Haiti: Angst vor Anarchie und verzweifelte Suche nach Rettungswegen
Nach ersten Regierungsschätzungen hat das Erdbeben 140 000 Todesopfer gefordert. Die Situation für Rettungsteams und die Versorgung der Bevölkerung mit Lebensmitteln bleibt dramatisch. Bilder einer militärischen Aufklärungsdrohne sollen helfen
Nach ersten offiziellen Angaben der haitianischen Regierung sind bei dem Erdbeben 140 000 Menschen ums Leben gekommen; etwa 40 000 sollen bestattet worden sein, man geht laut Aussage eines Ministers von weiteren 100.000 Toten aus, die noch unter den Trümmern verschüttet sind. Hilfsorganisationen nennen ähnlich hohe Zahlen.

▬▬▬▬▬▬▬▬▬▬

> **Schriftliche Aufgabe**: Gib aus dem Auszug über das Erdbeben in Haiti den Abschnitt von „Haiti: Angst vor“ bis einschließlich „ähnlich hohe Zahlen.“ wortgetreu aus. Die folgende Liste spielt dabei keine Rolle.

▬▬▬▬▬▬▬▬▬▬

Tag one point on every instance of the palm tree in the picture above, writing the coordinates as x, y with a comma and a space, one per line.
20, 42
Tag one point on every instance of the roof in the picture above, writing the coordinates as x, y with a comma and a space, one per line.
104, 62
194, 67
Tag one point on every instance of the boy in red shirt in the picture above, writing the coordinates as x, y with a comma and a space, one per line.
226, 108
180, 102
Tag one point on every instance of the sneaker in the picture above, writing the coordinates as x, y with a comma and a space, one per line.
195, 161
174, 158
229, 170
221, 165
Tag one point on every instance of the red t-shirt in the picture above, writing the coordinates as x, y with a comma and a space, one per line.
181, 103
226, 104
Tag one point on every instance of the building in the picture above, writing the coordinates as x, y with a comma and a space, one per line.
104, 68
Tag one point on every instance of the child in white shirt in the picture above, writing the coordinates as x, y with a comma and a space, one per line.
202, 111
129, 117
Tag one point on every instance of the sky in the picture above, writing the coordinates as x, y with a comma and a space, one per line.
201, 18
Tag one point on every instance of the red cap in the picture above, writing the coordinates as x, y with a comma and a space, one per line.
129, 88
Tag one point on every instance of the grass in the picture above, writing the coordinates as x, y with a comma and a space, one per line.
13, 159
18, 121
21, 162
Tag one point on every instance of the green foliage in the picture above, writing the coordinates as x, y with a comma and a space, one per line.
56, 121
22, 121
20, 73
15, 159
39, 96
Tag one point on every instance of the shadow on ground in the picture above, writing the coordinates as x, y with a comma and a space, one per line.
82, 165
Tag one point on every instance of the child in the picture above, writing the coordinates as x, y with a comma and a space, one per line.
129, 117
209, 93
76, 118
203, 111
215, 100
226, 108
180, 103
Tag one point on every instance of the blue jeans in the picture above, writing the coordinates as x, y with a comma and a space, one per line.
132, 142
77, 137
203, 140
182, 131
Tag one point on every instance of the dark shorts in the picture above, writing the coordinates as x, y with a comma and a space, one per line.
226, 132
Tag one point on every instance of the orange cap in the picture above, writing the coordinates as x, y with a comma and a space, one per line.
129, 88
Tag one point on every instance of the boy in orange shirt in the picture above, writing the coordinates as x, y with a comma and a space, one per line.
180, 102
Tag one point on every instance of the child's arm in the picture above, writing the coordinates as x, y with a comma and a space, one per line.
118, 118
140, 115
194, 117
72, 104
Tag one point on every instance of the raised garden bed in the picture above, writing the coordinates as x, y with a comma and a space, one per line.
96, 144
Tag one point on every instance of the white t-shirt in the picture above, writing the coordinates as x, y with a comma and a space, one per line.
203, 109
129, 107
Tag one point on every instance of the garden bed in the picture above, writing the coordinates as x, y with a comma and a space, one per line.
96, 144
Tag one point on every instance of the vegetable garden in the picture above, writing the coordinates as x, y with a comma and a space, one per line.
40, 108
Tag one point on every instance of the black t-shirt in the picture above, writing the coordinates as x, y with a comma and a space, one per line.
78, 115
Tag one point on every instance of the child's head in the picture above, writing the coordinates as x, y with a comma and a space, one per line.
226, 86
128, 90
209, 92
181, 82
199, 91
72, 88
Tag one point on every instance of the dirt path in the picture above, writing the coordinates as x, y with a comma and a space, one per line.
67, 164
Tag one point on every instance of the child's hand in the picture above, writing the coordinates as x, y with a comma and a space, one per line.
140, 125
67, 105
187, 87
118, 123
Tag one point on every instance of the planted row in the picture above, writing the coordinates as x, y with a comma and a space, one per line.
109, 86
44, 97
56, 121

▬▬▬▬▬▬▬▬▬▬

> **Ergebnis der Übung**:
Haiti: Angst vor Anarchie und verzweifelte Suche nach Rettungswegen
Nach ersten Regierungsschätzungen hat das Erdbeben 140 000 Todesopfer gefordert. Die Situation für Rettungsteams und die Versorgung der Bevölkerung mit Lebensmitteln bleibt dramatisch. Bilder einer militärischen Aufklärungsdrohne sollen helfen
Nach ersten offiziellen Angaben der haitianischen Regierung sind bei dem Erdbeben 140 000 Menschen ums Leben gekommen; etwa 40 000 sollen bestattet worden sein, man geht laut Aussage eines Ministers von weiteren 100.000 Toten aus, die noch unter den Trümmern verschüttet sind. Hilfsorganisationen nennen ähnlich hohe Zahlen.